:: Your objective ::
Rewrite the material from its beginning through the line that contains "point(109, 173)", replacing "entrance door" with "front door" and keeping everything else unchanged. Leave the pictures out of your answer.

:: Source records ::
===
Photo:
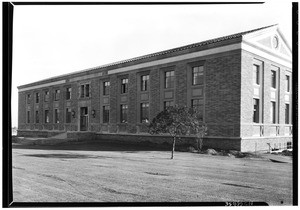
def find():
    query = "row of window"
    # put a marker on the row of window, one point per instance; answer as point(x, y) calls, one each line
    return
point(144, 112)
point(256, 109)
point(257, 80)
point(197, 79)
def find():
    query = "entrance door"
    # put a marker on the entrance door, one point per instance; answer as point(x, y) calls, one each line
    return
point(83, 119)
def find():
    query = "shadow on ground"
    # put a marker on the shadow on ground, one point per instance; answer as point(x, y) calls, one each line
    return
point(99, 146)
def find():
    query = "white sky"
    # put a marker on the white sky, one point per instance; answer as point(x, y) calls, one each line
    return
point(54, 40)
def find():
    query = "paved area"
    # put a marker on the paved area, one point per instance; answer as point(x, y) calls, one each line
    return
point(109, 173)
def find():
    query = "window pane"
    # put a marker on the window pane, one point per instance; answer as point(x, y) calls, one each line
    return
point(273, 112)
point(273, 79)
point(256, 110)
point(287, 83)
point(169, 79)
point(287, 114)
point(256, 74)
point(87, 90)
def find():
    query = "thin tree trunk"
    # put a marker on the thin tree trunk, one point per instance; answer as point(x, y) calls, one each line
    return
point(173, 149)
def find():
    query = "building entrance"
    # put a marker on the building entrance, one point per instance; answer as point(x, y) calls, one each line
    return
point(84, 119)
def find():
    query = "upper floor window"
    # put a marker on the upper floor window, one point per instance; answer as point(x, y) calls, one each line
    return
point(124, 85)
point(105, 114)
point(28, 98)
point(287, 114)
point(273, 112)
point(144, 112)
point(169, 79)
point(84, 90)
point(256, 74)
point(144, 82)
point(46, 116)
point(124, 112)
point(37, 97)
point(68, 115)
point(106, 86)
point(56, 95)
point(56, 116)
point(28, 116)
point(168, 104)
point(197, 75)
point(256, 110)
point(37, 117)
point(273, 79)
point(287, 83)
point(68, 93)
point(46, 99)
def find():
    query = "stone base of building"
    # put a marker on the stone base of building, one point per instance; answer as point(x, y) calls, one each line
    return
point(266, 144)
point(258, 144)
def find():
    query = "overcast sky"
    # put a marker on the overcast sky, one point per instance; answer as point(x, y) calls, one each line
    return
point(54, 40)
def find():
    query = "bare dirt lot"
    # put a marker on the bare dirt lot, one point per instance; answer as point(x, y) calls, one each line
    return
point(104, 173)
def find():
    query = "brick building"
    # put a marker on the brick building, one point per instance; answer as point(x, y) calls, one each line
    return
point(241, 82)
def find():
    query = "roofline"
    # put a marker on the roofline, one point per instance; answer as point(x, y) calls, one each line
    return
point(169, 51)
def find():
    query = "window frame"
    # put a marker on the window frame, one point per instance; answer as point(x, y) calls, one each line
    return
point(105, 114)
point(198, 74)
point(145, 82)
point(144, 112)
point(124, 85)
point(124, 113)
===
:: Task response ::
Photo:
def find():
    query = "row of window"
    # put a marker on the row of window, one point per instance; answer as point(x, y) calls, one each line
    return
point(144, 112)
point(256, 109)
point(257, 80)
point(197, 79)
def find():
    query = "front door"
    # put a marker on the front door, one point per instance; answer as point(x, y) calls, one each line
    return
point(83, 119)
def find():
    query = "shadow on ground"
    # put a marker on the shadow on ground, one point per instance; answer as point(x, y) calls, one each line
    return
point(99, 146)
def find():
    query = "white sky"
    # put a marker on the white sky, one point per instance; answer as point(x, y) calls, one each line
    return
point(54, 40)
def find():
    query = "paved area"
    # put a marker on the paved area, one point per instance; answer as point(x, y) calls, one each line
    return
point(109, 173)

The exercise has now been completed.